10 Methods of Inclusive Machine Learning

Published in

HackHer413

8 min readJul 26, 2019

Let’s start with a hypothetical:

Recruiters at a company examine thousands of resumes for a single job. The company implements a machine learning algorithm that ranks candidates’ resumes based on current employee’s resumes.

What’s wrong with this situation? Flashing forward 1 year…

The company saved money and time by implementing this ‘stellar’ recruiting algorithm. However, one day, a data scientist reviews the model in complete shock. The model penalized candidates for being in the Women’s Chess Club, Mount Holyoke College, and Smith College. It was unapologetically sexist.

This is not actually a hypothetical. This happens and continues to happen, every day in the workforce.

What went wrong?

The sad fact is, it may be difficult to detect a discriminatory model. Machine learning is one of the most useful tools of the 21st century. However, it can also be one of the most dangerous.

What is Inclusive Machine Learning?

Inclusive machine learning involves the concept of fairness. Defined by Google, fairness in machine learning aims to:

“prevent unjust or prejudicial treatment of people related to race, income, sexual orientation, religion, gender, and other characteristics historically associated with discrimination and marginalization, when and where they manifest in algorithmic systems or algorithmically aided decision-making.”

▸ **PROBLEMS TO WORK ON**:
#1 Name each characteristic that the Google definition quoted in the article on inclusive machine learning lists as historically associated with discrimination and marginalization.
#2 Copy the passage of the article on inclusive machine learning starting with "Recruiters at a" and going on through "current employee’s resumes.".
The records are unrelated to the article on inclusive machine learning.

▸ **RECORDS PROVIDED**:

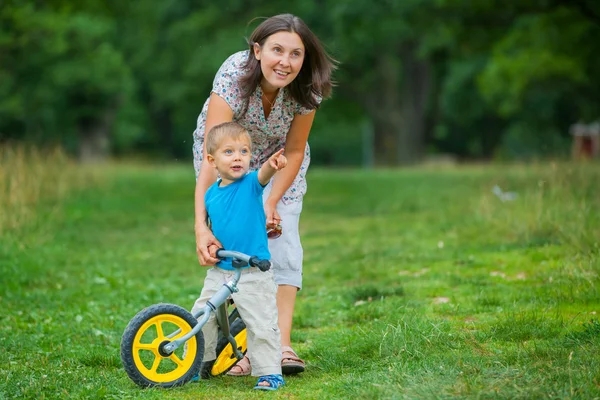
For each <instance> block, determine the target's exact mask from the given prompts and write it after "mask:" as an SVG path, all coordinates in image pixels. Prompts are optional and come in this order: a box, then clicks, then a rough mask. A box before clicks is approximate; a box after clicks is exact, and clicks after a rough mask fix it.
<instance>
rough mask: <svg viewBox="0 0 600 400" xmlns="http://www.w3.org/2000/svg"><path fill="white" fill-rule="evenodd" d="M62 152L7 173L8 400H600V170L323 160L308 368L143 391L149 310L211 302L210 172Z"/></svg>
mask: <svg viewBox="0 0 600 400" xmlns="http://www.w3.org/2000/svg"><path fill="white" fill-rule="evenodd" d="M26 156H27V155H25V156H24V157H26ZM18 159H19V158H18V157H17V156H14V157H13V161H14V160H18ZM5 160H6V158H5ZM53 160H54V159H53V158H52V157H50V158H44V157H38V159H37V161H36V162H37V164H36V163H35V162H25V163H24V164H23V165H28V166H30V167H31V170H30V171H29V175H28V174H27V171H24V169H23V167H21V169H15V167H13V169H12V170H10V166H8V167H7V166H3V168H4V169H3V170H2V171H0V177H2V178H3V180H4V184H3V185H2V186H0V190H1V189H2V188H4V193H2V194H1V196H3V197H2V198H0V204H1V205H2V208H3V209H2V213H3V216H2V217H1V218H0V222H1V223H2V226H1V228H2V229H0V235H1V236H0V282H1V285H0V305H1V307H2V312H1V313H0V344H1V345H2V348H3V351H2V352H0V398H31V399H55V398H77V399H89V398H104V399H124V398H131V399H203V398H206V399H212V398H227V399H234V398H235V399H255V398H264V397H265V396H269V397H270V398H285V399H349V398H355V399H421V398H422V399H437V398H440V399H441V398H484V399H488V398H506V399H509V398H510V399H515V398H523V399H531V398H556V399H558V398H560V399H568V398H573V399H575V398H581V399H593V398H600V293H599V290H598V289H599V284H600V276H599V273H600V261H599V260H600V258H599V255H600V185H599V184H600V165H598V164H593V163H588V164H569V163H551V162H547V163H538V164H532V165H471V166H459V167H452V168H445V169H442V168H433V167H429V168H427V167H418V168H407V169H396V170H392V169H389V170H383V169H376V170H324V169H318V168H313V169H312V170H311V171H310V172H309V175H308V188H309V189H308V193H307V195H306V197H305V202H304V211H303V214H302V218H301V235H302V239H303V246H304V252H305V256H304V289H303V290H302V291H301V292H300V293H299V296H298V301H297V308H296V313H295V320H294V327H295V328H294V331H293V335H292V341H293V344H294V347H295V349H296V350H297V352H298V353H299V354H300V356H301V357H303V358H304V359H305V360H306V361H307V371H306V372H305V373H303V374H301V375H298V376H291V377H287V378H286V385H285V386H284V387H283V388H282V389H281V390H279V391H277V392H274V393H262V392H257V391H253V390H252V387H253V385H254V383H255V378H250V377H248V378H233V377H220V378H215V379H212V380H209V381H201V382H199V383H190V384H187V385H185V386H183V387H178V388H173V389H167V390H164V389H140V388H138V387H137V386H135V385H134V384H133V383H132V382H131V381H130V380H129V378H128V377H127V375H126V373H125V371H124V369H123V367H122V365H121V361H120V357H119V346H120V340H121V335H122V333H123V330H124V329H125V326H126V325H127V323H128V322H129V320H130V319H131V318H132V317H133V316H134V315H135V314H136V313H137V312H138V311H139V310H141V309H142V308H144V307H146V306H149V305H151V304H154V303H161V302H165V303H175V304H178V305H181V306H183V307H185V308H188V309H189V308H191V306H192V304H193V302H194V300H195V299H196V297H197V295H198V294H199V292H200V289H201V285H202V282H203V278H204V275H205V269H204V268H202V267H200V266H199V265H198V262H197V259H196V255H195V250H194V248H195V244H194V234H193V186H194V177H193V169H192V167H191V165H160V166H147V165H131V164H114V165H108V166H104V167H96V168H85V169H84V168H79V167H78V166H76V165H73V164H71V163H70V162H68V160H65V159H62V158H61V160H62V161H61V162H60V163H58V164H57V163H56V162H54V161H55V160H54V161H53ZM36 165H37V167H36ZM36 168H37V169H36ZM17 170H18V171H20V172H19V173H20V174H23V176H22V177H20V178H19V179H20V180H17V181H18V182H17V181H16V180H15V179H16V178H15V176H17V172H15V171H17ZM11 171H12V173H11ZM40 175H41V177H40ZM38 180H39V181H38ZM15 182H17V183H15ZM19 185H20V186H19ZM494 186H498V188H500V189H501V191H503V192H504V194H500V193H499V191H498V190H497V189H496V193H494V191H493V188H494ZM19 187H20V188H21V189H19ZM59 188H60V190H58V189H59ZM25 190H27V193H26V194H23V193H24V191H25ZM505 192H513V193H514V195H505V194H506V193H505ZM19 196H21V197H19Z"/></svg>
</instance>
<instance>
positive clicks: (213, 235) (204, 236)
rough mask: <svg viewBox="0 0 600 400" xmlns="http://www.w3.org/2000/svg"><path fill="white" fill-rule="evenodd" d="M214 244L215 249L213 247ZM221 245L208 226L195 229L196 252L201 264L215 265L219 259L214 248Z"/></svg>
mask: <svg viewBox="0 0 600 400" xmlns="http://www.w3.org/2000/svg"><path fill="white" fill-rule="evenodd" d="M215 246H216V249H215ZM221 247H223V245H222V244H221V242H219V241H218V240H217V238H216V237H215V235H213V233H212V231H211V230H210V229H209V228H208V227H203V228H199V229H196V254H197V255H198V262H200V265H202V266H211V265H215V264H216V263H217V261H219V259H218V258H217V257H216V250H218V249H220V248H221Z"/></svg>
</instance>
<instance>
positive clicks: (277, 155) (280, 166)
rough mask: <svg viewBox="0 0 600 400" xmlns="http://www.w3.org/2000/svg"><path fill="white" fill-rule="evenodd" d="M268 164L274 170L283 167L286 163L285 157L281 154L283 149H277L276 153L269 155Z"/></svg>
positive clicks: (277, 170)
mask: <svg viewBox="0 0 600 400" xmlns="http://www.w3.org/2000/svg"><path fill="white" fill-rule="evenodd" d="M268 162H269V165H270V166H271V168H273V169H274V170H275V171H279V170H280V169H283V168H285V166H286V165H287V158H285V156H284V155H283V149H281V150H279V151H278V152H277V153H275V154H273V155H272V156H271V157H269V161H268Z"/></svg>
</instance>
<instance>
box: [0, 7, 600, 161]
mask: <svg viewBox="0 0 600 400" xmlns="http://www.w3.org/2000/svg"><path fill="white" fill-rule="evenodd" d="M589 3H590V2H570V3H569V2H555V1H542V2H540V1H536V0H525V1H520V2H511V3H509V4H507V3H506V2H503V1H499V0H477V1H469V2H465V1H463V0H410V1H401V2H398V1H387V0H385V1H376V2H368V1H353V2H349V1H331V0H324V1H316V0H311V1H303V2H296V3H293V4H291V3H289V2H283V1H279V0H276V1H269V2H266V1H263V0H255V1H251V2H245V1H241V0H227V1H226V2H224V3H222V4H221V3H219V4H217V3H214V2H207V1H192V0H180V1H174V0H169V1H162V2H148V1H141V2H122V1H116V0H108V1H98V0H83V1H79V2H76V3H74V2H69V1H63V0H59V1H53V2H50V3H43V2H42V3H40V2H19V1H5V2H3V6H2V8H1V9H0V54H2V62H1V63H0V82H1V84H0V140H2V141H4V140H7V139H15V140H29V141H37V142H62V143H63V144H66V145H67V147H68V148H69V149H75V148H76V147H77V144H78V142H79V140H80V139H81V137H82V136H83V135H85V131H86V129H88V128H89V127H90V126H95V125H98V124H100V125H101V123H105V125H106V126H105V127H104V130H107V131H109V132H110V135H109V138H110V141H111V147H112V150H113V151H114V152H115V153H117V154H120V155H124V154H127V153H130V152H139V151H142V152H148V153H151V154H162V155H163V157H176V158H186V159H189V157H191V150H190V149H191V132H192V131H193V130H194V127H195V121H196V117H197V115H198V113H199V112H200V110H201V108H202V105H203V103H204V101H205V100H206V98H207V97H208V95H209V92H210V88H211V84H212V80H213V78H214V74H215V72H216V70H217V69H218V67H219V66H220V65H221V63H222V62H223V61H224V60H225V59H226V57H227V56H229V55H230V54H231V53H233V52H235V51H239V50H242V49H245V48H246V42H245V39H244V38H245V37H247V36H249V34H250V33H251V31H252V29H253V28H254V27H255V26H256V25H257V24H258V23H259V20H256V19H255V18H256V17H264V16H270V15H274V14H277V13H281V12H292V13H295V14H297V15H299V16H301V17H302V18H303V19H304V20H305V21H306V22H307V23H308V25H309V26H310V27H311V28H312V29H313V30H314V32H315V33H317V35H318V36H319V37H320V38H321V39H322V41H323V43H324V44H325V45H326V47H327V48H328V50H329V51H330V52H331V53H332V54H333V56H334V57H335V58H337V59H338V60H340V61H341V64H340V68H339V70H338V71H337V72H336V75H335V77H336V80H337V81H338V87H337V88H336V89H335V91H334V97H333V99H331V100H328V101H327V103H325V104H324V107H323V110H322V111H320V112H319V117H318V118H317V121H316V124H315V131H314V132H313V135H312V138H311V140H312V145H313V151H314V152H315V157H314V162H315V163H319V164H327V165H329V164H335V165H348V164H353V165H360V164H363V163H364V161H362V160H363V159H365V160H368V159H374V158H376V159H379V158H381V159H387V157H384V156H382V154H380V153H381V152H382V151H383V150H385V148H386V147H388V148H392V147H395V148H396V149H395V150H394V151H395V152H396V153H400V155H401V156H402V157H408V155H407V154H410V153H411V151H413V150H414V152H418V151H419V149H418V147H419V146H420V143H421V142H422V143H421V144H423V145H424V146H423V147H426V148H427V149H430V151H432V152H441V153H452V154H456V155H458V156H460V157H464V158H472V157H475V158H489V157H493V156H494V155H500V156H501V157H517V158H518V157H520V156H521V155H525V156H527V157H530V156H536V157H539V156H552V155H555V154H557V153H558V154H559V155H560V154H561V153H562V147H561V146H564V143H565V142H566V141H568V135H567V132H568V127H569V126H570V125H571V124H573V123H575V122H577V121H580V120H581V121H583V122H592V121H593V120H596V119H597V118H598V112H597V108H598V102H599V101H600V100H599V98H598V93H600V79H599V78H598V74H597V73H596V71H597V66H598V65H600V45H599V44H598V41H596V40H594V38H595V37H597V36H598V35H599V34H600V28H599V25H598V23H597V21H598V19H599V18H598V16H599V15H600V13H598V12H597V9H596V8H594V7H593V6H591V5H589ZM594 13H595V14H594ZM249 21H252V22H249ZM321 120H323V122H320V121H321ZM325 126H326V128H325ZM365 126H366V127H370V129H371V130H372V135H371V136H372V138H371V139H369V136H368V135H367V136H365V135H364V132H365V129H363V127H365ZM421 126H422V127H424V128H423V129H421V128H420V127H421ZM515 132H518V133H515ZM415 135H416V136H419V138H418V139H416V140H412V139H411V138H412V137H414V136H415ZM390 138H391V139H390ZM394 138H396V141H398V143H396V144H395V145H393V144H390V143H392V142H393V141H394ZM397 138H404V139H402V140H400V139H397ZM406 138H408V139H406ZM541 138H544V139H541ZM345 139H347V140H345ZM373 139H376V140H374V141H373ZM546 139H548V140H546ZM546 142H549V143H551V144H552V145H551V146H545V148H542V146H540V144H541V143H546ZM380 143H386V145H381V144H380ZM404 146H408V147H411V149H412V148H413V147H414V149H412V150H408V151H406V152H404V153H402V151H400V150H398V149H401V148H402V147H404ZM338 147H339V150H338V151H337V152H336V151H335V149H336V148H338ZM332 153H336V154H332ZM338 153H339V154H338ZM393 158H394V157H392V158H390V159H393Z"/></svg>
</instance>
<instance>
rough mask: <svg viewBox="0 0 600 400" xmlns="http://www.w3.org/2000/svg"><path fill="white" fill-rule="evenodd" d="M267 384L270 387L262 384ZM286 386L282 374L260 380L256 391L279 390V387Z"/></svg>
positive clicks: (270, 375) (256, 385)
mask: <svg viewBox="0 0 600 400" xmlns="http://www.w3.org/2000/svg"><path fill="white" fill-rule="evenodd" d="M263 382H267V383H268V384H269V386H262V385H260V383H263ZM283 385H285V382H284V380H283V376H281V374H276V375H264V376H261V377H260V378H258V382H256V386H254V389H256V390H277V389H279V387H281V386H283Z"/></svg>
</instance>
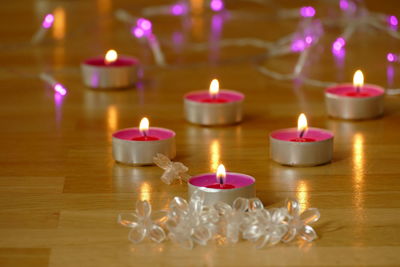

▸ **OUTPUTS IN ORDER**:
#1 race, income, sexual orientation, religion, gender

#2
Recruiters at a company examine thousands of resumes for a single job. The company implements a machine learning algorithm that ranks candidates’ resumes based on current employee’s resumes.